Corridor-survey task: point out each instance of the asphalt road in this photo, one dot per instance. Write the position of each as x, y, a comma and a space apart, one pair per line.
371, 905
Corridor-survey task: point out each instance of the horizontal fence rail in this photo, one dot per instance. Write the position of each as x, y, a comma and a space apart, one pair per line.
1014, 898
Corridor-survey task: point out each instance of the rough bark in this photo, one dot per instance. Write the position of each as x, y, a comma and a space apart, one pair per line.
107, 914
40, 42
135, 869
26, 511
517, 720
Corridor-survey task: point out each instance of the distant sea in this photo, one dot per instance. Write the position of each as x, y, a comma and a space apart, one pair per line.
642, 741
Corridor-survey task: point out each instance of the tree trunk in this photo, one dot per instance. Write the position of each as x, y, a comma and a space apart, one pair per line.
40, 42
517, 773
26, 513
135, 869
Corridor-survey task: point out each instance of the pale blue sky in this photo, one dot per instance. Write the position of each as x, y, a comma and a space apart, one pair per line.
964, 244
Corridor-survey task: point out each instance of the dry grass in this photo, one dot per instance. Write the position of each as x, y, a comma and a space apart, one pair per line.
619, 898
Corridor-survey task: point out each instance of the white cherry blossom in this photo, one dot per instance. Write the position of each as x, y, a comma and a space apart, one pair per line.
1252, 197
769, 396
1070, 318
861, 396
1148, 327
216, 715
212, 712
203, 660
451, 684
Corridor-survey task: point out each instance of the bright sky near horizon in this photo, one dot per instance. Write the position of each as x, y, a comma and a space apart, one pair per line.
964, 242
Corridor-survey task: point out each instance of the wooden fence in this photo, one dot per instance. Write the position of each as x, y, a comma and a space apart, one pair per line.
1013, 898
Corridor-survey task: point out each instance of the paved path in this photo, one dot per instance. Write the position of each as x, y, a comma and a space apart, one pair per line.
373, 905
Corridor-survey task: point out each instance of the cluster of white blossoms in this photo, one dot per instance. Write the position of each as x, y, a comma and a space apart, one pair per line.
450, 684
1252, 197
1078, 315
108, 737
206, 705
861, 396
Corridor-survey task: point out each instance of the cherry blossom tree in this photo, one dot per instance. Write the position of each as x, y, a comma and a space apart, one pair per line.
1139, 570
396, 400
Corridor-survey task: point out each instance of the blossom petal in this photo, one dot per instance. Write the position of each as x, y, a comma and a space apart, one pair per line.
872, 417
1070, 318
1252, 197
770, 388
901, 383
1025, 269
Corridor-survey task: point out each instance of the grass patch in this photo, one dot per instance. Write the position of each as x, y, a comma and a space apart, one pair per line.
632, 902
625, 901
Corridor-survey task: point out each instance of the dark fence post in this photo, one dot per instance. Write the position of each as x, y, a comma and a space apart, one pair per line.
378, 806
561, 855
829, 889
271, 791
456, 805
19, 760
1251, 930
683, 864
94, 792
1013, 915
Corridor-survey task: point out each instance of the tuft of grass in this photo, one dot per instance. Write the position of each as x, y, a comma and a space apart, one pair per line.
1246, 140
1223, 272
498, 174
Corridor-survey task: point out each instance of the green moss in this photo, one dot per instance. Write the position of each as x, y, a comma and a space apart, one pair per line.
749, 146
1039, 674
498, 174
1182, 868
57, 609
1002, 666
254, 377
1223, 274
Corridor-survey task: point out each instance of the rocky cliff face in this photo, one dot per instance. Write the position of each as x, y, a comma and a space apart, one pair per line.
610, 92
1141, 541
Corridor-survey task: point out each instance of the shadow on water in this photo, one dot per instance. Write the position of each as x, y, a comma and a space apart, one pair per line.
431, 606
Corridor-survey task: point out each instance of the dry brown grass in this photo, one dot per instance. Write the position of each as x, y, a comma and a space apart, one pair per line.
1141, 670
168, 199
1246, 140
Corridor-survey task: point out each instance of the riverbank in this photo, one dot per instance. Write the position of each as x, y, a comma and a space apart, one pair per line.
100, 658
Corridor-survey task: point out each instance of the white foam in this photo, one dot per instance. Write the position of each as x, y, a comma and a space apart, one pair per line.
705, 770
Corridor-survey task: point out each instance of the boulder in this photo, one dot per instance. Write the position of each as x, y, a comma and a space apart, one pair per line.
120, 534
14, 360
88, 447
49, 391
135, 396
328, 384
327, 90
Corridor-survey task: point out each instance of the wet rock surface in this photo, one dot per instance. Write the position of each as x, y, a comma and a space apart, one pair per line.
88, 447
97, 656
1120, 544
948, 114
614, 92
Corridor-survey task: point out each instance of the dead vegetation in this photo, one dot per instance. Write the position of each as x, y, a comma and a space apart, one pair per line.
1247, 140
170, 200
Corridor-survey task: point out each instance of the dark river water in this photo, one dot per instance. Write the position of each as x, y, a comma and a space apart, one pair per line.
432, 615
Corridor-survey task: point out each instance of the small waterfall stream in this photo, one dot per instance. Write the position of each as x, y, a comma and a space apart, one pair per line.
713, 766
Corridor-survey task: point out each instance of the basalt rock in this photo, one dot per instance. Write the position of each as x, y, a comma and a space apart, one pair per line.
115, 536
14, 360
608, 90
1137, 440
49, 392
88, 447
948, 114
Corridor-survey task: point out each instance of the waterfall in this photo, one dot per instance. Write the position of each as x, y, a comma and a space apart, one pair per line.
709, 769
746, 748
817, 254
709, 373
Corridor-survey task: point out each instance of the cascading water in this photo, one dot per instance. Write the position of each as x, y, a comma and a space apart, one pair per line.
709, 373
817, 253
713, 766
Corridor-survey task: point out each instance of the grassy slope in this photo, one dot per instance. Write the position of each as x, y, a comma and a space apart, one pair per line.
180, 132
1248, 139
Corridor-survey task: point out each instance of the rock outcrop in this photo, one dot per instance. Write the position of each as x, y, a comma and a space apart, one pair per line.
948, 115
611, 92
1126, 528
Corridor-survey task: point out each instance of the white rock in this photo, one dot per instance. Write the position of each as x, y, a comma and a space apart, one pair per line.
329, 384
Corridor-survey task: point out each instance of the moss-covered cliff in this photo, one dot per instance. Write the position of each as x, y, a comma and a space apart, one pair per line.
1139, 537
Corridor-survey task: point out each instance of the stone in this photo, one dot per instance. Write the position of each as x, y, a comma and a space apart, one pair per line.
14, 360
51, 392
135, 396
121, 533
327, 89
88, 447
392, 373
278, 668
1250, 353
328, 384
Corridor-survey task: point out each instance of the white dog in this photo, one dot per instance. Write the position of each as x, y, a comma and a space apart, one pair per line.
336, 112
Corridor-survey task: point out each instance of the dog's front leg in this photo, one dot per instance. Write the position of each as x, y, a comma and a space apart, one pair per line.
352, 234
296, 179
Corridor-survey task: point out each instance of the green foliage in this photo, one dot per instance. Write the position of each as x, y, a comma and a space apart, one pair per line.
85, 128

------------

**Task brief:**
Repeat the listing above without any change.

**Output below:**
Corridor-survey task: point out each instance of the asphalt road in this photo, one dot per instance. Write the position of each as x, y, a comma and a space apart, one pair per line.
371, 905
Corridor-survey task: point out each instance of the horizontal fence rail in this photo, one dot per instance. Write the position of each as x, y, a comma and a space apart, one pair per line.
1014, 898
Corridor-survey task: point out each instance of the rough bark in this photo, one dot per instance. Write the position of each as x, y, a comma and a space apart, one pair per line.
107, 914
40, 42
135, 869
26, 511
517, 720
Corridor-survey task: point out each instance of the distant sea in this photo, one dot per instance. Write the position of each as x, y, a comma and a space apart, one pair per line.
642, 741
Corridor-survey task: point out each instance of the tree trunk in this photo, one dot per instance. Write the position of each as x, y, a comma and a space apart, one pair per line.
40, 42
517, 773
26, 513
135, 869
Corridor-survey task: point out each instance of the pale blue sky in this photo, one dot per instance. Write the position of each as x, y, a comma and a space apart, one pair per line.
964, 244
Corridor-survey task: point out each instance of the dry grass in this photo, one dot per instance. Write the position of each as x, y, a comma and a space apart, one pair per line.
619, 898
Corridor-survey task: point out each instance of the white cherry blossom in this photo, one dot per instance. Write the position of each as x, y, a comma and a space apart, one pair per line.
1252, 197
769, 396
1070, 318
861, 396
1148, 327
216, 715
212, 712
203, 660
451, 684
Corridor-survey task: point out each instance of the bright sky near horizon in this photo, one dot per instance. Write the position of each as x, y, a comma and a space apart, one pair per line.
964, 242
Corridor-survey task: point out each instance of the wooden fence in this photo, one dot per instance. Write the position of each as x, y, a comma and a space apart, one pair per line.
1013, 898
Corridor-survey task: point out each instance of the paved path in this photo, one dot per instance. Write the position of each as x, y, a comma and a space apart, one pair per line.
373, 905
Corridor-survey task: point out each instance of the cluster of white blossoms in this photo, one dot per instance. Write the position of each as x, y, a comma and a space apart, one pair per line.
450, 684
1252, 197
1078, 315
108, 737
206, 705
861, 396
Corridor-survey task: point out each instance of the cherry blossom tree in this photo, one dot per instance. Write the position of each as x, y, a comma and a space apart, one pair per line.
1139, 570
396, 400
Corridor-survey task: point out each instance of the blossom petal in this photo, one dot per instance. Write the position of each as x, y, a comma and a space apart, one pair per line.
872, 417
1070, 318
1252, 197
770, 388
901, 383
1025, 269
Corridor-survey task: point out each instance of the grass patch in this photo, one dot per instance. Write the position of each as x, y, a comma and a space apart, one pair per line.
632, 902
625, 901
Corridor-survey task: point out each instance of the dark fence post in this photo, one dot per instance. Write the position of each as x, y, a comma and a space apart, one pair per line.
378, 806
561, 855
829, 889
271, 791
456, 805
19, 760
1251, 930
683, 864
94, 792
1013, 915
Corridor-survey task: point out each instance of the tuft of grass in this photo, one dot per instance. Write the position of each as x, y, a comma and a space apart, one pair per line.
1246, 140
1223, 272
498, 174
Corridor-survey task: point out each instance of the green moss in this photo, one dot per instance. Write the position of each as x, y, a comma and a space apart, one pair per line.
749, 146
1039, 674
498, 174
1182, 868
57, 609
1002, 666
254, 377
1223, 274
Corridor-survey task: point out each instance of the rocky cliff face in this photo, one dot per instance. Write the position of each as x, y, a comma and a space apart, one pair per line.
610, 92
1141, 541
Corridor-survey task: point out each instance of the shadow on water in this photo, one dot per instance. Write the position of each as x, y, a comma and a space apart, one pair per line.
431, 606
Corridor-survey task: point out each instance of the dry brown grass in this photo, one dot per instance. Write the position of each as x, y, a comma and a space apart, one pair per line.
1141, 670
168, 199
1246, 140
Corridor-survey task: point out each instance of the riverbank in this photo, one dot per instance. Write the position of each as x, y, a comma and a space apart, one pair per line.
100, 658
Corridor-survey task: point out each instance of the white foam in this photo, one dot per instance. Write the position of each as x, y, a comma and a space apart, one pair per line.
705, 770
Corridor-survey task: point out each instance of the boulder in this photo, one dot per instance. Write the position of each as x, y, a comma and a space apart, one pair per line.
120, 534
14, 360
88, 447
49, 391
135, 396
328, 384
327, 90
Corridor-survey task: point out each instance of the wet rock surface in this photo, one dot per instance. Write the position of each as x, y, a comma and a space apart, one pair per line.
88, 447
97, 656
1120, 544
948, 114
614, 92
Corridor-survey task: point out each instance of the dead vegetation in this photo, one dot per instance. Write the position of each as x, y, a comma and a space apart, one pair per line.
1247, 140
170, 200
Corridor-survey task: point out each instance of the dark river water in this photo, one dot per instance. Write the position of each as x, y, a comma and a space apart, one pair per line.
432, 615
Corridor-survey task: point out each instance of the small waterfall stream in this photo, one dot per instance. Write the position of each as x, y, a comma and a space apart, one pair per line.
713, 766
Corridor-survey task: point out each instance of the basalt rock in this photo, one dot per instance. Write the position of each as x, y, a comma and a space apart, one pair per line.
115, 536
14, 360
608, 90
1137, 440
49, 392
88, 447
948, 114
Corridor-survey task: point out each instance of the waterfall in this photo, one dot per instance. Write the position of each as x, y, a comma and a space apart, one pair per line.
709, 769
746, 748
817, 254
709, 373
Corridor-survey task: point out each instance of the cascading water in this photo, one dot per instance. Write the position of each as x, y, a comma and a space apart, one pair per line.
709, 373
817, 253
713, 766
Corridor-survey task: point out each instance of the grassy slope in this photo, one dot per instance. Write the position of each as x, y, a comma and a space apart, one pair per line.
180, 132
1248, 139
Corridor-survey task: point out each instance of the rock outcrop in this photo, one dot per instance. Write the position of each as x, y, a comma and a space apart, one pair per line.
948, 115
611, 92
1126, 528
Corridor-survey task: point out each instance of the white rock in this photo, one dot per instance. Write the position of each as x, y, a comma and a space apart, one pair per line.
329, 384
Corridor-survey task: point out each instance of the moss-covered cliff in this photo, one dot per instance. Write the position of each as x, y, a comma and a space apart, one pair per line.
1139, 537
Corridor-survey task: point out each instance of the stone in this photo, one dot per instance. Write the position of each as x, y, a comma and a space apart, one pair per line.
14, 360
51, 392
135, 396
121, 533
327, 89
88, 447
392, 373
278, 668
1250, 353
328, 384
Corridor-survey task: point out each instance of the white dog in this photo, one dot per instance. Write the position of each as x, y, a comma and a space apart, one pair per line.
336, 112
Corridor-survey task: point out each instance of the dog's front leg in this photo, one dot per instance. Write the position of each as x, y, a comma and a space apart, one pair per line.
352, 234
296, 179
Corridor-survey task: point out each instance of the green foliage in this photo, one dot per instance. Write the position of each as x, y, a comma and a space apart, one pair per line.
85, 128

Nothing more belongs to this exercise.